What is needed>
Continue the account of final preparations for a cycling trip from the point at which it stops.

--- start of Text provided ---

With just four days to go, here’s an update on what stage I am at, and what I still have to get done between now and Monday!
In case you are in any doubt, I am not a seasoned cyclist. Far from it. Twenty years ago I used to commute from Whitechapel to Shepherds Bush, which kept me fit, and off the tube. But I haven’t cycled on a regular basis since.
I have been giving a lot of thought to what I should be taking with me, and about what would be practical to carry in my panniers. Whenever I discuss kit, my cycling friends invariably offer the same advice: Make a pile of everything you think is essential, then halve it, and halve it again!
Where I really lack knowledge is with the cycling clothing. I have never knowingly worn anything made with lycra before, so I just don’t know how many layers I should be wearing. And why are mountain bikers allowed to wear reasonably civilised shorts, whilst road cyclists are obliged to wear those genital-hugging horrors?

--- end of Text provided ---
--- start of Data section ---

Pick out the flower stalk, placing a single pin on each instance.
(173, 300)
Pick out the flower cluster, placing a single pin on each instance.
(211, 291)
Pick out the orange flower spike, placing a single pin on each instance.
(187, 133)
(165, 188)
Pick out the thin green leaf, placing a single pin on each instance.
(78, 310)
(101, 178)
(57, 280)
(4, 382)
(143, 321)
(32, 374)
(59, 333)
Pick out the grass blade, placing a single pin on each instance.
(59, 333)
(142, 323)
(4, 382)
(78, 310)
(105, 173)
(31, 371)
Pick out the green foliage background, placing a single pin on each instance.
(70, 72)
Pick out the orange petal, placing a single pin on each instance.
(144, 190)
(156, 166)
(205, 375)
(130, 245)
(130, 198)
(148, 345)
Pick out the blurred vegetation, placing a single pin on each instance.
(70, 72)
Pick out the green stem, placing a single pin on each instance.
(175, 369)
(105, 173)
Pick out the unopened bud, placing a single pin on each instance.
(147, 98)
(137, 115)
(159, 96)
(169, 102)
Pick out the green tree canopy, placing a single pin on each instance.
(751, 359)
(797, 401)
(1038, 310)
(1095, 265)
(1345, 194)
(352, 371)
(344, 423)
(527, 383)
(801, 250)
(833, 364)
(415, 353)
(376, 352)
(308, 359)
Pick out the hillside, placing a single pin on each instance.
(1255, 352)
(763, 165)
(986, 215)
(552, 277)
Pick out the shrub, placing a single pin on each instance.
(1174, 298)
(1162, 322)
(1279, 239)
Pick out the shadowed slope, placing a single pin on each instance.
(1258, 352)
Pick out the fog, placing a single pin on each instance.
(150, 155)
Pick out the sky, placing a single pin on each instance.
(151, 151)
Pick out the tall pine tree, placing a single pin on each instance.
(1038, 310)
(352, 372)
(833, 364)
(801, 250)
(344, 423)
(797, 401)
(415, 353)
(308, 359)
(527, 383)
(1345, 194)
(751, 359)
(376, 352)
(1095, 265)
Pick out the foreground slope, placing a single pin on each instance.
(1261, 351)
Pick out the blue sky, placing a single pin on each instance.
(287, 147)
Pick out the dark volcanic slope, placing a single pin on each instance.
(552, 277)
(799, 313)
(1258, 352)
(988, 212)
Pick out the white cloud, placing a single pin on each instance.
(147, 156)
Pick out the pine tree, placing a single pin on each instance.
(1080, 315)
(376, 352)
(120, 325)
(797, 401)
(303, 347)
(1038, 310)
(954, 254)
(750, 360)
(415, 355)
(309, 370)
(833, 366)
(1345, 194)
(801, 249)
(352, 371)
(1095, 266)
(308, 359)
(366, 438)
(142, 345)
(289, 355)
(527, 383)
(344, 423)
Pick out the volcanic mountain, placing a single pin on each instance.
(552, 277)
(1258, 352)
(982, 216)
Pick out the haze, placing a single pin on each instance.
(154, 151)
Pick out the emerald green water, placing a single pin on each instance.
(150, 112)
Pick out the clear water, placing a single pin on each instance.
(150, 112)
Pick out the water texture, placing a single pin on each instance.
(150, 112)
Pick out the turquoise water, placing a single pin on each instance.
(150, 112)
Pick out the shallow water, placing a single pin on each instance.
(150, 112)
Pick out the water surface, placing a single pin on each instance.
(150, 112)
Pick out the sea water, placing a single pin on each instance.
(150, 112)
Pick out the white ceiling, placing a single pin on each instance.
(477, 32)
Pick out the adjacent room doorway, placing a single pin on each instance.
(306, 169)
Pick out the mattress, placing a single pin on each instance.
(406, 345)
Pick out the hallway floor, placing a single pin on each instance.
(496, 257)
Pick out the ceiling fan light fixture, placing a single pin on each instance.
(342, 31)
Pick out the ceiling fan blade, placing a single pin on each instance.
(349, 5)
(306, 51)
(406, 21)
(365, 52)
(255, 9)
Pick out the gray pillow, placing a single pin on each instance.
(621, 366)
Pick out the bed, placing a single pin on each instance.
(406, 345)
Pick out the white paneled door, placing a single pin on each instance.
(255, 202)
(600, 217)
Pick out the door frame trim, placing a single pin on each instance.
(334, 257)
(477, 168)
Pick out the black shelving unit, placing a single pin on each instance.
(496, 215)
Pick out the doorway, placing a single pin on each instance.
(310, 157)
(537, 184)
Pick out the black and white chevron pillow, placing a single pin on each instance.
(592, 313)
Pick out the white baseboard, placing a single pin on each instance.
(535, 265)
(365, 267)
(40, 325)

--- end of Data section ---

The response>
I am not planning to camp, other than in an emergency, and so I do not have to consider tents, sleeping bags, mattress pads or cookware. So surely this will make a massive saving over what many long distance cyclists tend to carry?
So this is my provisional kit list, already halved once … And which will no doubt need to be halved once more.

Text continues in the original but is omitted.